Task instructions = Repeat back the entries that follow, keeping every word as it is.

Data to process =
......

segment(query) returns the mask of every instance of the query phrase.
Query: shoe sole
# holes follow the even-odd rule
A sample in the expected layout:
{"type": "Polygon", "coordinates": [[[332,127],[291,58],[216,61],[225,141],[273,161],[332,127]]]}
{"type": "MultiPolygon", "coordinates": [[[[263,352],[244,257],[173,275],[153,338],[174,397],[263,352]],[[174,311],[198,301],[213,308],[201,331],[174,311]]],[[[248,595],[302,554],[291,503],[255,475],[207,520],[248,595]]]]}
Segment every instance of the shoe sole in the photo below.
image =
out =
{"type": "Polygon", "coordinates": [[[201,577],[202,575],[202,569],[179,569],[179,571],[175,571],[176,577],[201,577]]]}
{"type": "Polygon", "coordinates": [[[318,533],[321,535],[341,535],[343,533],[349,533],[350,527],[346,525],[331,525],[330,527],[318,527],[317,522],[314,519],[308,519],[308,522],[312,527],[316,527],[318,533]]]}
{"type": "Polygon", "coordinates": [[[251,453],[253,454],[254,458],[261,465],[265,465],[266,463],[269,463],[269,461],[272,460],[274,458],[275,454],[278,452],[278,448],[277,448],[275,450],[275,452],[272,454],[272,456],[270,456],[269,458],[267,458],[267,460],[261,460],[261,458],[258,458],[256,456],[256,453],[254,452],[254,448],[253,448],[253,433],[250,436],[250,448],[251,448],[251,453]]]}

......

Task output =
segment(query) returns the mask of every instance of the query phrase.
Query: shoe sole
# holes follow the even-odd rule
A sample in the expected layout:
{"type": "Polygon", "coordinates": [[[332,127],[291,58],[216,61],[225,141],[273,161],[332,127]]]}
{"type": "MultiPolygon", "coordinates": [[[[263,352],[244,257],[173,275],[153,338],[174,397],[263,352]],[[174,311],[198,301],[213,308],[201,331],[174,311]]],[[[248,595],[302,554],[291,503],[255,475],[207,520],[248,595]]]]}
Segment every instance of the shoe sole in the photo below.
image =
out =
{"type": "Polygon", "coordinates": [[[201,577],[202,575],[202,569],[179,569],[179,571],[175,571],[176,577],[201,577]]]}
{"type": "Polygon", "coordinates": [[[318,533],[321,535],[341,535],[343,533],[349,533],[350,527],[346,525],[331,525],[330,527],[318,527],[317,522],[314,519],[308,519],[308,522],[312,527],[316,527],[318,533]]]}
{"type": "Polygon", "coordinates": [[[251,453],[253,454],[254,458],[261,465],[265,465],[266,463],[269,463],[269,461],[272,460],[274,458],[275,454],[278,452],[278,448],[277,448],[275,450],[275,452],[272,454],[272,456],[270,456],[269,458],[267,458],[267,460],[261,460],[261,458],[258,458],[256,456],[256,453],[254,452],[254,448],[253,448],[253,433],[250,436],[250,448],[251,448],[251,453]]]}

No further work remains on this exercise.